▶ [What to work on]: Recast the listing below as a numbered list, omitting any blank lines. Leave the pictures out of the answer.

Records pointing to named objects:
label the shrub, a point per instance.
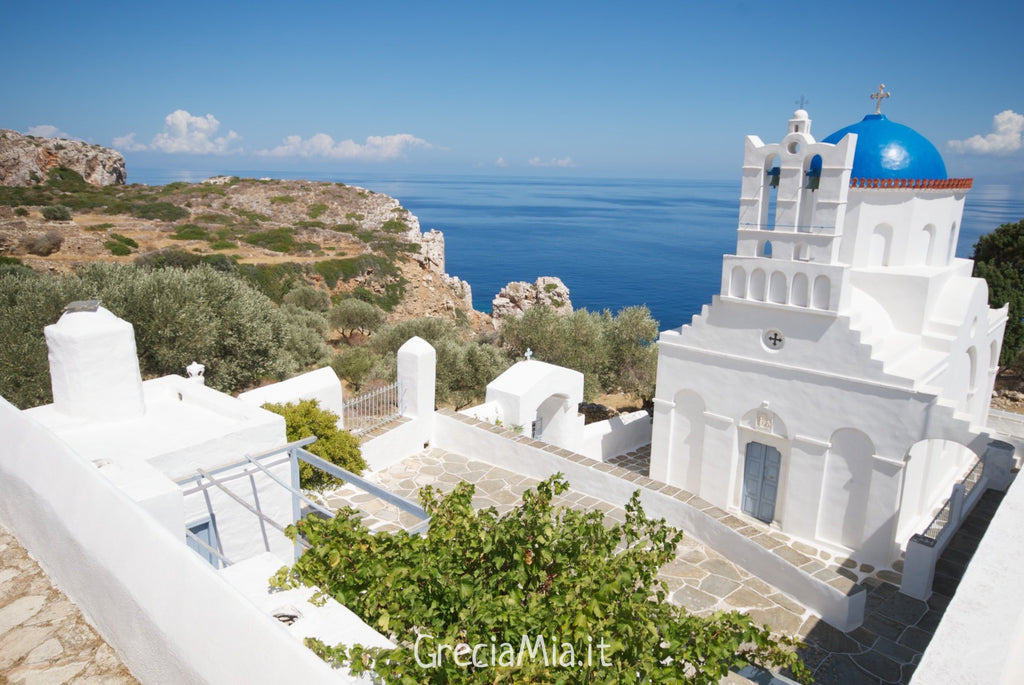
(168, 257)
(56, 213)
(45, 244)
(276, 240)
(351, 314)
(477, 578)
(125, 240)
(306, 297)
(338, 446)
(159, 211)
(189, 231)
(117, 249)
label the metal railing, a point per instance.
(373, 410)
(295, 452)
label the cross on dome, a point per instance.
(879, 96)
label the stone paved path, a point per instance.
(43, 637)
(885, 649)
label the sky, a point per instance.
(642, 89)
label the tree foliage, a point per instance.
(480, 579)
(306, 418)
(614, 353)
(179, 316)
(998, 258)
(464, 367)
(351, 314)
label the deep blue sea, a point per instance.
(614, 243)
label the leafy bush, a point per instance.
(169, 257)
(350, 315)
(338, 446)
(179, 316)
(44, 245)
(189, 231)
(56, 213)
(482, 579)
(117, 249)
(159, 211)
(998, 258)
(308, 298)
(124, 240)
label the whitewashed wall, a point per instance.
(162, 608)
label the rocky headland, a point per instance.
(26, 160)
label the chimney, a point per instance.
(93, 365)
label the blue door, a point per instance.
(761, 470)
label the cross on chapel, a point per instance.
(879, 96)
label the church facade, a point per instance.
(840, 383)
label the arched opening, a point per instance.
(928, 248)
(845, 487)
(758, 285)
(881, 247)
(737, 282)
(773, 172)
(553, 419)
(822, 293)
(777, 288)
(800, 293)
(687, 439)
(808, 199)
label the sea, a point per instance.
(613, 242)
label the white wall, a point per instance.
(162, 607)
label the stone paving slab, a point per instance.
(43, 637)
(886, 648)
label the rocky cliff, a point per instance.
(25, 160)
(515, 298)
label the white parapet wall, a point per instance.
(842, 606)
(165, 610)
(322, 385)
(617, 435)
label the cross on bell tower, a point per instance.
(879, 96)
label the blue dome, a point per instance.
(888, 150)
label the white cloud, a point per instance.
(323, 145)
(1005, 138)
(48, 131)
(193, 135)
(564, 162)
(128, 143)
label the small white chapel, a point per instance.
(840, 382)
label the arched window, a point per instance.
(737, 282)
(758, 285)
(799, 294)
(821, 293)
(777, 288)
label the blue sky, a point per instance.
(582, 88)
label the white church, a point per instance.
(841, 381)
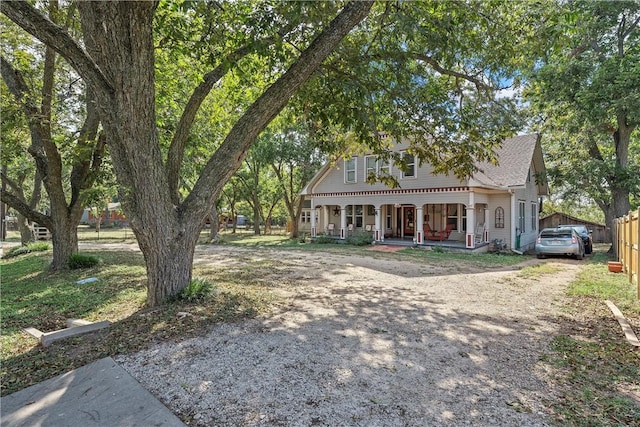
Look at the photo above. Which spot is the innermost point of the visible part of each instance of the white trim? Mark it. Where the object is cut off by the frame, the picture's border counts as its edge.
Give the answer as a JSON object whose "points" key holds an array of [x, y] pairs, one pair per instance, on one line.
{"points": [[415, 166], [366, 166], [355, 170]]}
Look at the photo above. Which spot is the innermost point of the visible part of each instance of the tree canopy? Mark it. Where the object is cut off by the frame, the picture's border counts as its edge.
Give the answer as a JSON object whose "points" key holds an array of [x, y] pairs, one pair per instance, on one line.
{"points": [[425, 71], [587, 93]]}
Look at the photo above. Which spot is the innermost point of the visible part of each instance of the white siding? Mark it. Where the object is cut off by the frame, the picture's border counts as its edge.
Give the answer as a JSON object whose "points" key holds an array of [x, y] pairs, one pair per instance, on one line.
{"points": [[333, 181]]}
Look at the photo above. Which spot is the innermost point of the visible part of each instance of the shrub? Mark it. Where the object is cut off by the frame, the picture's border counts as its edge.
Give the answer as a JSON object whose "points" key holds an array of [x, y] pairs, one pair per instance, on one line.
{"points": [[362, 238], [323, 239], [79, 260], [31, 247], [197, 290]]}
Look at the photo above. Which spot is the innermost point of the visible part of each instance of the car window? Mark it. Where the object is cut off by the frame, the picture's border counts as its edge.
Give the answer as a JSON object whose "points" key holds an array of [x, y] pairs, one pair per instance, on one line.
{"points": [[557, 234]]}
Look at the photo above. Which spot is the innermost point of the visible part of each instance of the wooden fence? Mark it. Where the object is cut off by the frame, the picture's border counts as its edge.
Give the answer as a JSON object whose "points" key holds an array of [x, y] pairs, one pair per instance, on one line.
{"points": [[627, 229]]}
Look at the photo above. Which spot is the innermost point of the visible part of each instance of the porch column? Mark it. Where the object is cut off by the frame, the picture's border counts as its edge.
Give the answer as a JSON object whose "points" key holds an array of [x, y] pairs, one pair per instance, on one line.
{"points": [[325, 217], [343, 222], [471, 222], [378, 236], [485, 238], [419, 225], [513, 227], [314, 225]]}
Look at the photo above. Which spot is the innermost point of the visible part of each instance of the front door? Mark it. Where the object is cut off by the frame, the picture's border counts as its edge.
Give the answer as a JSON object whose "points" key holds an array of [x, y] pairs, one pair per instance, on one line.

▶ [Exercise answer]:
1. label the shrub, a point per instance.
2. (168, 257)
3. (56, 213)
4. (45, 244)
5. (276, 240)
6. (351, 314)
7. (477, 578)
8. (125, 240)
9. (306, 297)
10. (338, 446)
11. (159, 211)
12. (189, 231)
13. (117, 249)
14. label the metal railing, a point per instance.
15. (373, 410)
16. (295, 452)
17. label the cross on dome, a point per instance.
18. (879, 96)
19. label the stone paved path, a point per instance.
20. (43, 637)
21. (885, 649)
22. label the sky, a point per instance.
23. (642, 89)
24. label the tree foliage, a point per instance.
25. (480, 579)
26. (306, 418)
27. (614, 353)
28. (179, 316)
29. (998, 258)
30. (464, 367)
31. (351, 314)
32. label the deep blue sea, a point per instance.
33. (614, 243)
34. label the leafy bush, a point per instance.
35. (169, 257)
36. (350, 315)
37. (338, 446)
38. (179, 316)
39. (44, 245)
40. (189, 231)
41. (56, 213)
42. (482, 579)
43. (117, 249)
44. (159, 211)
45. (998, 258)
46. (308, 298)
47. (124, 240)
48. label the whitewashed wall, a point per instance.
49. (162, 608)
50. label the rocky headland, a point per instance.
51. (26, 160)
52. label the chimney, a point per instance.
53. (93, 365)
54. label the blue door, a point per instance.
55. (761, 470)
56. label the cross on chapel, a point per instance.
57. (879, 96)
58. label the church facade, a point per instance.
59. (840, 383)
60. label the arched opening, a point per instance.
61. (928, 248)
62. (845, 487)
63. (758, 285)
64. (881, 247)
65. (737, 282)
66. (773, 172)
67. (553, 419)
68. (822, 293)
69. (777, 288)
70. (800, 293)
71. (687, 439)
72. (808, 199)
73. label the sea, a point per instance.
74. (613, 242)
75. label the white wall, a point per instance.
76. (162, 607)
77. label the stone paving slab, a point per instance.
78. (43, 637)
79. (886, 648)
80. label the rocky cliff, a point per instance.
81. (25, 160)
82. (515, 298)
83. label the white parapet wall, a point per instance.
84. (842, 606)
85. (165, 610)
86. (322, 385)
87. (617, 435)
88. label the cross on bell tower, a point per instance.
89. (879, 96)
90. label the blue dome, a point per instance.
91. (888, 150)
92. label the white cloud, a point per instance.
93. (323, 145)
94. (1005, 138)
95. (48, 131)
96. (193, 135)
97. (564, 162)
98. (128, 143)
99. label the small white chapel, a point per instance.
100. (840, 382)
101. label the arched window, a point per instance.
102. (737, 282)
103. (758, 285)
104. (799, 294)
105. (821, 293)
106. (777, 288)
107. label the blue sky, a point per instance.
108. (582, 88)
109. label the white church, a point per instance.
110. (841, 381)
111. Look at the photo above. Which spot is the innermost point of the visible part of each instance of the white trim? Mark it. Where the object is cut off by the frame, the picture's border counts as its edge.
112. Give the answer as a JSON object whose "points" key holds an array of [x, y] pairs, one pair per instance, on one line.
113. {"points": [[415, 166], [366, 166], [355, 170]]}
114. Look at the photo above. Which spot is the innermost point of the visible part of each instance of the tree canopy? Mark it. Where the object is cut off by the frame, the picture's border counts as its edge.
115. Give the answer as a JSON object whose "points" key holds an array of [x, y] pairs, one pair per instance, on one line.
116. {"points": [[425, 71], [587, 93]]}
117. Look at the photo above. Which spot is the innermost point of the visible part of each instance of the white siding? Mark it. Where the object is cut off by the frame, the picture's border counts as its edge.
118. Give the answer as a JSON object whose "points" key holds an array of [x, y] pairs, one pair per instance, on one line.
119. {"points": [[333, 181]]}
120. Look at the photo above. Which spot is the innermost point of the visible part of each instance of the shrub? Mark it. Where the object is cut off by the frame, the picture's border counts as its edge.
121. Give the answer as a JSON object whose "points" key holds an array of [x, y] pairs, one pair per instance, on one line.
122. {"points": [[362, 238], [323, 239], [79, 260], [31, 247], [197, 290]]}
123. Look at the photo above. Which spot is the innermost point of the visible part of each instance of the car window? Mark it. Where the object is cut off by the frame, the picture's border counts as its edge.
124. Give the answer as a JSON object whose "points" key holds an array of [x, y] pairs, one pair per instance, on one line.
125. {"points": [[557, 234]]}
126. Look at the photo above. Which spot is the innermost point of the visible part of each instance of the wooden fence? Mark it. Where the object is cut off by the frame, the picture's border counts as its edge.
127. Give the answer as a JSON object whose "points" key holds an array of [x, y] pairs, one pair per instance, on one line.
128. {"points": [[627, 229]]}
129. Look at the photo above. Which spot is the innermost point of the visible part of each instance of the porch column? Mark it. Where the object is cut off by the frame, the picture's border counts as its edge.
130. Give the answer as a JSON object whose "points" key holds an array of [x, y] pairs, one pair per instance, on one line.
131. {"points": [[325, 217], [343, 222], [471, 222], [378, 236], [485, 238], [419, 225], [513, 227], [314, 225]]}
132. Look at the photo above. Which spot is the innermost point of the visible part of each instance of the front door? Mark it. Where the object is cut off by the frame, the picture's border counts as its edge.
133. Give the answer as a JSON object whose "points" key holds an array of [x, y] pairs, one pair per instance, on one line.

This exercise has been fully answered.